Task prompt
Please print the entire listing below word for word, omitting the pictures.

Items from a data source
'''

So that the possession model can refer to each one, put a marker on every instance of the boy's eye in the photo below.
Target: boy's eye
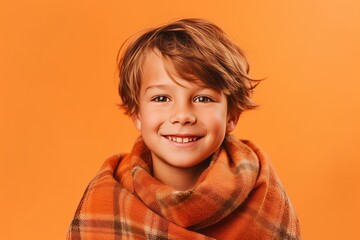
(161, 99)
(203, 99)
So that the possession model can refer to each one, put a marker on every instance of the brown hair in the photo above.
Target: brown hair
(198, 49)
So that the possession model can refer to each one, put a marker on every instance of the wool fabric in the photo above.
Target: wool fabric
(239, 196)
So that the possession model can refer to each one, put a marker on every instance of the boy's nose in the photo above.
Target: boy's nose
(182, 115)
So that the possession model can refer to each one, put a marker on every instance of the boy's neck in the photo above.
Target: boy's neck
(181, 179)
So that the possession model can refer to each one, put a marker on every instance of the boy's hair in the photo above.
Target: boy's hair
(199, 50)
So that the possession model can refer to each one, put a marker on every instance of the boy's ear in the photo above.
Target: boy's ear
(136, 120)
(231, 122)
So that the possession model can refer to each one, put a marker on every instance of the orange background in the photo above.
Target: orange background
(59, 120)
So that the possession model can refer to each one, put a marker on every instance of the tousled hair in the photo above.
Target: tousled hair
(198, 49)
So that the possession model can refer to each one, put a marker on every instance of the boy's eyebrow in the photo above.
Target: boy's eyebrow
(161, 86)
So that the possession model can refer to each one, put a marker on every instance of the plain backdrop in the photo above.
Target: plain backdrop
(59, 118)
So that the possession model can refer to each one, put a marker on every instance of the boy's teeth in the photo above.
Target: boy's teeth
(182, 140)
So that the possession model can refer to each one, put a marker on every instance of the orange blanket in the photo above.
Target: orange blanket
(238, 197)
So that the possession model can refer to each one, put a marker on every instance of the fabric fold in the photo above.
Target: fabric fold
(238, 197)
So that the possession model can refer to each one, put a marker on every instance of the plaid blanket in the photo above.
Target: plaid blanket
(237, 197)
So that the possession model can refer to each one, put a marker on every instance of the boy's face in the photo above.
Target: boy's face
(181, 125)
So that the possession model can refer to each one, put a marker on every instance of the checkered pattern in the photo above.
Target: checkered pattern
(238, 197)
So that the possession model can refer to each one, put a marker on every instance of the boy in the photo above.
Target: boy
(185, 85)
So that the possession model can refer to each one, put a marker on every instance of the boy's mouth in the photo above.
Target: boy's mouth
(179, 139)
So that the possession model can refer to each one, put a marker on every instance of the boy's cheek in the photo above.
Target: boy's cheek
(137, 121)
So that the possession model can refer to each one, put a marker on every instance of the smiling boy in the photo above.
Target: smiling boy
(185, 85)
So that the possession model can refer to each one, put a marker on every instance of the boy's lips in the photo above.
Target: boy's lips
(182, 138)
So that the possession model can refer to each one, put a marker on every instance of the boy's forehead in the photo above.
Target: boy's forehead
(155, 56)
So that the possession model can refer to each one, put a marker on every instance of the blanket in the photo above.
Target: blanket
(239, 196)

'''

Worked solution
So that the possession model can refer to each one, put a marker on every instance of the boy's eye in the photo below.
Target: boy's eye
(161, 99)
(203, 99)
So that the possession model can refer to each one, put a marker on every instance of the brown hair in the photo above.
Target: brown hair
(198, 49)
So that the possession model can refer to each one, put a marker on every instance of the wool fabric in the photo above.
Target: wool fabric
(239, 196)
So that the possession model can refer to each one, put a marker on every instance of the boy's nose in the photo above.
Target: boy's nose
(182, 115)
So that the possession model can refer to each one, put a marker on every instance of the boy's neck in the photo above.
Target: boy's neck
(181, 179)
So that the possession model can refer to each one, put a marker on every instance of the boy's hair in the photo above.
Target: boy's hair
(199, 50)
So that the possession model can refer to each one, put a marker on every instance of the boy's ear in the photo above.
Target: boy's ear
(136, 120)
(231, 122)
So that the possession model can refer to each one, put a marker on every instance of the orange background in the photo above.
Target: orange background
(59, 120)
So that the possession model can refer to each one, put a marker on every instance of the tousled hair in the photo above.
Target: tousled hair
(198, 49)
So that the possession model can refer to each one, put a marker on every instance of the boy's eyebrow in the photo above.
Target: boy's eyebrow
(161, 86)
So that the possession model can refer to each one, put a marker on every instance of the plain backdrop in the photo above.
Target: plain backdrop
(59, 118)
So that the possession model can refer to each one, put a marker on every instance of the boy's teeth in the photo above.
Target: boy's teeth
(182, 140)
So that the possession model can refer to each one, put a marker on every instance of the orange blanket in the photo above.
Target: orange blanket
(238, 197)
So that the possession model can refer to each one, put a marker on every instance of the fabric fold in the photo above.
Target: fabric fold
(238, 197)
So that the possession model can refer to each one, put a marker on every instance of the plaid blanket in the photo above.
Target: plaid blanket
(237, 197)
So that the possession model can refer to each one, put a marker on every instance of the boy's face in the photo above.
Target: boy's face
(181, 125)
So that the possession model can refer to each one, put a marker on every instance of the checkered pattern in the photo above.
Target: checkered pattern
(238, 197)
So that the possession model can refer to each one, put a marker on every instance of the boy in the photo above.
Target: boy
(185, 85)
So that the possession model can refer to each one, put a marker on every instance of the boy's mouth in the photo above.
Target: boy's mouth
(179, 139)
So that the possession model can refer to each one, put a marker on every instance of the boy's cheek in the photo above.
Target: boy's cheek
(137, 121)
So that the possession model can refer to each one, put a marker on every instance of the smiling boy in the photo above.
Target: smiling boy
(185, 85)
So that the possession model can refer to each one, put a marker on every instance of the boy's lips in the photo above.
Target: boy's lips
(182, 138)
So that the possession model can refer to each one, put a marker on every instance of the boy's forehead in the photo above.
Target: boy's forehead
(155, 56)
So that the possession model can refer to each one, put a marker on every instance of the blanket in the photo above.
Target: blanket
(239, 196)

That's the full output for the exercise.